Give back the records below exactly, every one, with no pictures.

• • •

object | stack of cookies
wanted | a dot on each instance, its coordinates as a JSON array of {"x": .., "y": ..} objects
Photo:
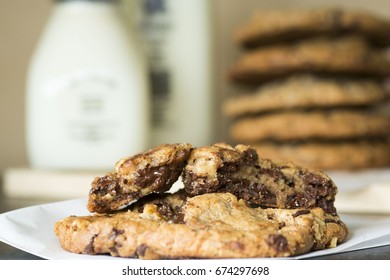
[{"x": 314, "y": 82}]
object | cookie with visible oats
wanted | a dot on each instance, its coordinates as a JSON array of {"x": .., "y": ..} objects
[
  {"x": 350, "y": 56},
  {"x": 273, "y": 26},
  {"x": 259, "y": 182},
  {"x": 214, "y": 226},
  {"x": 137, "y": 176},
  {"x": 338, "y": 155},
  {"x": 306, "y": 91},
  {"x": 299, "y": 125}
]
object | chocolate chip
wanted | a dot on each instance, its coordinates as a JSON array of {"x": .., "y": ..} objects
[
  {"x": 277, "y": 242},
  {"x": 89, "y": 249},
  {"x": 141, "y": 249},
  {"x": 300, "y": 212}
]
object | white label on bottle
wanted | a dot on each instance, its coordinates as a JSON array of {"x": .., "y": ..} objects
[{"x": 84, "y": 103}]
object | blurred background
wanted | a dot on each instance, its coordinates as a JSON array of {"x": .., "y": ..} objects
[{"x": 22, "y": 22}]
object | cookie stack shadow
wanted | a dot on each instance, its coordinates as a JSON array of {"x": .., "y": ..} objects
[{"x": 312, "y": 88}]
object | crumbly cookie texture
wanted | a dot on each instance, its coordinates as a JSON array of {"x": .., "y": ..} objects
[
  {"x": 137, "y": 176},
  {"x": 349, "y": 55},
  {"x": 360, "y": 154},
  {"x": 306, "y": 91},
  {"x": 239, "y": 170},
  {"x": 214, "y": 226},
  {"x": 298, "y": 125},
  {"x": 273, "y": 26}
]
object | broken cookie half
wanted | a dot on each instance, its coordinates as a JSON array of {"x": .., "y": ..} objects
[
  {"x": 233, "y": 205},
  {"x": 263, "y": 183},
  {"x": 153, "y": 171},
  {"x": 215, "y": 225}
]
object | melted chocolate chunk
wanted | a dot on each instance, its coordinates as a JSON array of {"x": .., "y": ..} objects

• • •

§ OUTPUT
object | stack of cookies
wanted | a dot on each instance, its coordinates as a JSON array of {"x": .., "y": ..} objects
Photo:
[{"x": 314, "y": 82}]
object | cookie with visible oats
wanted | a dot on each instance, its coordinates as a JSON array of {"x": .., "y": ..} objects
[
  {"x": 350, "y": 56},
  {"x": 273, "y": 26},
  {"x": 259, "y": 182},
  {"x": 214, "y": 226},
  {"x": 137, "y": 176},
  {"x": 338, "y": 155},
  {"x": 306, "y": 91},
  {"x": 299, "y": 125}
]
object | chocolate chip
wanted | a dot on each instance, its coordinates as a JSON array of {"x": .., "y": ..} objects
[
  {"x": 277, "y": 242},
  {"x": 89, "y": 249},
  {"x": 141, "y": 249},
  {"x": 300, "y": 212}
]
object | white label on bottle
wanted | a dot on each instance, its coordinates as a JSON array of {"x": .., "y": ..} objects
[{"x": 84, "y": 103}]
object | blurred background
wanted | a dot on each instance, its coordinates as a JSON array of {"x": .., "y": ..} objects
[{"x": 22, "y": 22}]
object | cookie stack shadow
wanted | a dot on each instance, its coordinates as a JSON array of {"x": .., "y": ..} objects
[{"x": 312, "y": 88}]
object | crumbly cookie texture
wanted | a dot on each instance, its coordinates as a JSON array of {"x": .., "y": ..} objects
[
  {"x": 137, "y": 176},
  {"x": 349, "y": 55},
  {"x": 360, "y": 154},
  {"x": 306, "y": 91},
  {"x": 239, "y": 170},
  {"x": 214, "y": 226},
  {"x": 298, "y": 125},
  {"x": 273, "y": 26}
]
object | broken cookie half
wanted | a dot on each instance, its coordinates as a JSON array of {"x": .., "y": ..} objects
[
  {"x": 233, "y": 205},
  {"x": 263, "y": 183},
  {"x": 153, "y": 171},
  {"x": 215, "y": 225}
]
object | melted chocolate chunk
wanted | a dot on each instance, its coordinates as a JSON array of {"x": .., "y": ..} objects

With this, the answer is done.